■ Your task
Lay out the part of the data below that opens with the line containing "Note to the class: mark the dark" and closes with the last line of the data as a Markdown table with the columns "Number" and "Line". Give one row per line, skip blank lines, and leave the pictures out.

■ Data rows
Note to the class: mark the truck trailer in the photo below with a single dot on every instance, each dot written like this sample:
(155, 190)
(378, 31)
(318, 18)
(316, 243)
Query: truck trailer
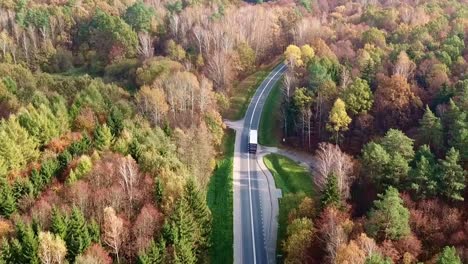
(252, 146)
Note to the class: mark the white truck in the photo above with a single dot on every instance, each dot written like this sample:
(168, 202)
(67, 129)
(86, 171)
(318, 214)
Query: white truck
(253, 137)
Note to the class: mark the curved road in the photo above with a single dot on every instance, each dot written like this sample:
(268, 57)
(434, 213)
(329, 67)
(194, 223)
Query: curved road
(254, 200)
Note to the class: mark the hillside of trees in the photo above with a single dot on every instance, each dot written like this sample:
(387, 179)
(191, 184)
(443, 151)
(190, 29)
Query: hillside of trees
(378, 91)
(111, 123)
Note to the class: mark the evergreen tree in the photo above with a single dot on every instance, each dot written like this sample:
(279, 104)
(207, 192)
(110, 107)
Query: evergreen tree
(183, 252)
(196, 201)
(102, 137)
(389, 218)
(48, 169)
(158, 191)
(94, 231)
(396, 141)
(58, 223)
(331, 193)
(115, 121)
(7, 199)
(155, 254)
(449, 256)
(338, 119)
(422, 178)
(5, 252)
(431, 131)
(452, 176)
(28, 241)
(77, 237)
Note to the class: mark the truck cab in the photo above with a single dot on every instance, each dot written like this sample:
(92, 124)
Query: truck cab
(252, 145)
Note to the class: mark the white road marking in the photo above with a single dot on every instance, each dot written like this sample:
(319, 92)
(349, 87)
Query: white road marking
(248, 164)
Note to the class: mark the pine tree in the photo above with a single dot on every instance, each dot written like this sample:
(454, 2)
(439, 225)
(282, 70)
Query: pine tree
(28, 244)
(431, 129)
(58, 223)
(155, 254)
(331, 193)
(115, 121)
(389, 217)
(338, 119)
(77, 237)
(6, 252)
(158, 191)
(449, 256)
(7, 199)
(452, 176)
(376, 258)
(183, 252)
(102, 137)
(423, 176)
(200, 212)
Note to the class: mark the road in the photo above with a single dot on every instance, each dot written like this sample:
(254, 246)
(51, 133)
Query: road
(255, 198)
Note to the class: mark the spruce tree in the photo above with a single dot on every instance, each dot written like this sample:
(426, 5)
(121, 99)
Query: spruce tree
(331, 193)
(115, 121)
(28, 244)
(452, 176)
(156, 253)
(102, 137)
(422, 178)
(183, 252)
(58, 223)
(389, 219)
(449, 256)
(431, 131)
(77, 237)
(196, 201)
(7, 199)
(158, 191)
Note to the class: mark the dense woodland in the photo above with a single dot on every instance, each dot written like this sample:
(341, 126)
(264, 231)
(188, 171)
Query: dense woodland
(378, 92)
(111, 122)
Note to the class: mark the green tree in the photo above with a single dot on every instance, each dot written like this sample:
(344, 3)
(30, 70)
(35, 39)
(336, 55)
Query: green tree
(17, 147)
(158, 191)
(7, 199)
(396, 142)
(331, 193)
(102, 137)
(389, 218)
(77, 237)
(299, 239)
(139, 16)
(452, 176)
(196, 201)
(338, 119)
(449, 256)
(26, 247)
(422, 176)
(358, 97)
(431, 130)
(156, 253)
(58, 223)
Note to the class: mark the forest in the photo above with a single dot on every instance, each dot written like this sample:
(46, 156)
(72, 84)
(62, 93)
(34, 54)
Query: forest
(112, 121)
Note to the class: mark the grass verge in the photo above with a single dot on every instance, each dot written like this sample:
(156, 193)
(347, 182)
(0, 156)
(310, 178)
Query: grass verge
(295, 184)
(270, 130)
(220, 202)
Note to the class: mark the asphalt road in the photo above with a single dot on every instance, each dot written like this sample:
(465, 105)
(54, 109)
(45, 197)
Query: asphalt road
(252, 196)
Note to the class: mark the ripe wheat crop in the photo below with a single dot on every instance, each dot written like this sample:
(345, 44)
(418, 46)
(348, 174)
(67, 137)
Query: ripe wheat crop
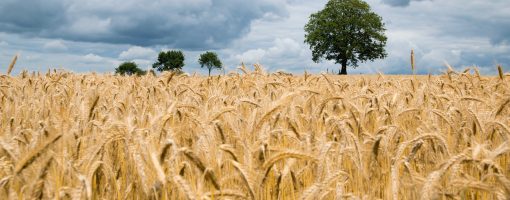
(253, 135)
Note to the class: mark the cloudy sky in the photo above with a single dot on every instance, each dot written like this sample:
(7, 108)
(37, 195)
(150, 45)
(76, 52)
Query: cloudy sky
(97, 35)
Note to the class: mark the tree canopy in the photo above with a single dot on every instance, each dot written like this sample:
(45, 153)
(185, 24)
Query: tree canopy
(210, 60)
(129, 68)
(346, 31)
(170, 60)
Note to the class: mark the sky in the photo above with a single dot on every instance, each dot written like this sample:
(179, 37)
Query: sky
(97, 35)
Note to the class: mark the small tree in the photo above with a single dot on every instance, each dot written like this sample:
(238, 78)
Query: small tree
(170, 60)
(129, 68)
(210, 60)
(346, 31)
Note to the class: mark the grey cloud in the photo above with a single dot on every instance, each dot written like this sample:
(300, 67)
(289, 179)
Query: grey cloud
(401, 3)
(193, 24)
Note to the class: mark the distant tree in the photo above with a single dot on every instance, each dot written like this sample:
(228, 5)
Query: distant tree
(210, 60)
(346, 31)
(170, 60)
(129, 68)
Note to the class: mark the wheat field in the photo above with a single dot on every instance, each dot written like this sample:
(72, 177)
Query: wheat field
(253, 135)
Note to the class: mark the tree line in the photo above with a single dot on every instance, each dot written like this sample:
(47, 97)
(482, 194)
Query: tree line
(172, 60)
(345, 31)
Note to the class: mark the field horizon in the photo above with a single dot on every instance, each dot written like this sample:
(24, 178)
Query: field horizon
(254, 135)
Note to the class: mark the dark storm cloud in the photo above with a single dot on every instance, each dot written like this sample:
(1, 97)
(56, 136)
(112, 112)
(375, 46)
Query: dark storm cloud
(192, 24)
(34, 17)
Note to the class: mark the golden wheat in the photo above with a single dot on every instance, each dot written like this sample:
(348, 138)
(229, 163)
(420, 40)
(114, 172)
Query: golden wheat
(254, 136)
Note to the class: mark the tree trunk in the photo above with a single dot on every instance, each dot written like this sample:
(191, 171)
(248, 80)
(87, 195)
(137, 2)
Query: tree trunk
(344, 68)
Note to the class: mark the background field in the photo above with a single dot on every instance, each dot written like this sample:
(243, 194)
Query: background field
(254, 136)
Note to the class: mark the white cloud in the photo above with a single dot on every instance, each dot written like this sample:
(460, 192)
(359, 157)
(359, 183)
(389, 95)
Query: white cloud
(93, 58)
(56, 45)
(137, 52)
(251, 56)
(264, 33)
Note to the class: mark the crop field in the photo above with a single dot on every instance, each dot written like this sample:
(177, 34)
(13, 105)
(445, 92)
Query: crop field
(253, 135)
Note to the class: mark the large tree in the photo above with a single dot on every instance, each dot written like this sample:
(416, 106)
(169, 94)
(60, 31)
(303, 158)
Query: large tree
(346, 31)
(210, 60)
(129, 68)
(170, 60)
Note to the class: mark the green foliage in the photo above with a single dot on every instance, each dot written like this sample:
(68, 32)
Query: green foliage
(346, 31)
(170, 60)
(129, 68)
(210, 60)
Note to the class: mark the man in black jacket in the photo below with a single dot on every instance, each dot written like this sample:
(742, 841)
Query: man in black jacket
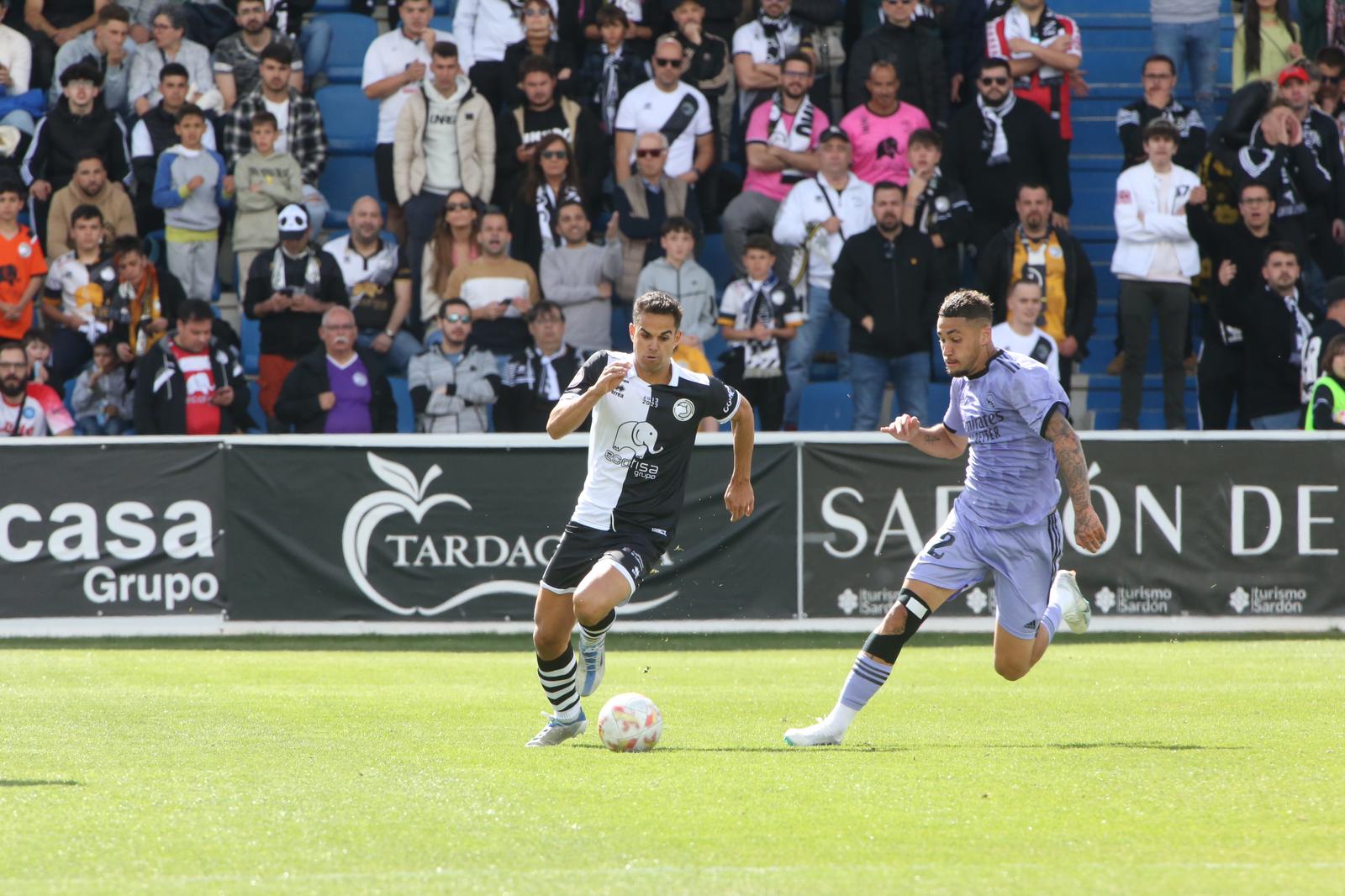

■ Answer for the task
| Number | Line |
|---|---|
| 1 | Note to the class: mark the dark storm cloud in the photo above with a single dot on every instance, each dot written like this sample: |
| 2 | (1, 97) |
| 3 | (56, 136) |
| 4 | (112, 112) |
| 5 | (375, 46) |
| 6 | Query: dark storm cloud |
| 7 | (192, 24) |
| 8 | (34, 17) |
| 9 | Note to the class: mark the golden wheat in the photo above with a single dot on every instance, each dot written like this sample: |
| 10 | (348, 138) |
| 11 | (229, 163) |
| 12 | (420, 40) |
| 13 | (114, 172) |
| 14 | Query: golden wheat |
| 15 | (254, 136) |
| 16 | Note to the class: mark the tree trunk in the photo above with a single dot on every instance, each dot written like this sample: |
| 17 | (191, 171) |
| 18 | (248, 80) |
| 19 | (87, 195) |
| 20 | (137, 2) |
| 21 | Query: tree trunk |
| 22 | (344, 68) |
| 23 | Note to the class: mark the background field in the photo above with a single dot on every instance, each dot written like this sample: |
| 24 | (243, 194) |
| 25 | Query: background field |
| 26 | (254, 136) |
| 27 | Note to the class: mark the white cloud in the photo above with a single dot on every instance, each dot written like this sample: |
| 28 | (460, 192) |
| 29 | (359, 157) |
| 30 | (359, 183) |
| 31 | (389, 95) |
| 32 | Query: white cloud |
| 33 | (93, 58) |
| 34 | (56, 45) |
| 35 | (137, 52) |
| 36 | (251, 56) |
| 37 | (264, 33) |
| 38 | Note to the class: mark the crop field in the photo above with a single dot on every instance, each dot written like this sample: |
| 39 | (177, 34) |
| 40 | (13, 105) |
| 41 | (445, 92) |
| 42 | Query: crop field |
| 43 | (253, 135) |
| 44 | Note to the class: mark the large tree in the photo above with a single dot on every instance, each dot written like this sample: |
| 45 | (416, 106) |
| 46 | (169, 94) |
| 47 | (60, 31) |
| 48 | (303, 158) |
| 49 | Query: large tree |
| 50 | (346, 31) |
| 51 | (210, 60) |
| 52 | (129, 68) |
| 53 | (170, 60) |
| 54 | Note to the class: mark the green foliage in the photo above with a single dot on every instance, each dot written like this sample: |
| 55 | (68, 32) |
| 56 | Query: green foliage |
| 57 | (346, 31) |
| 58 | (170, 60) |
| 59 | (129, 68) |
| 60 | (210, 60) |
| 61 | Note to the class: mark the man in black jacket in the photo below with a single dot on every instance, each dot written like this sample: |
| 62 | (742, 841) |
| 63 | Query: man in black jacket |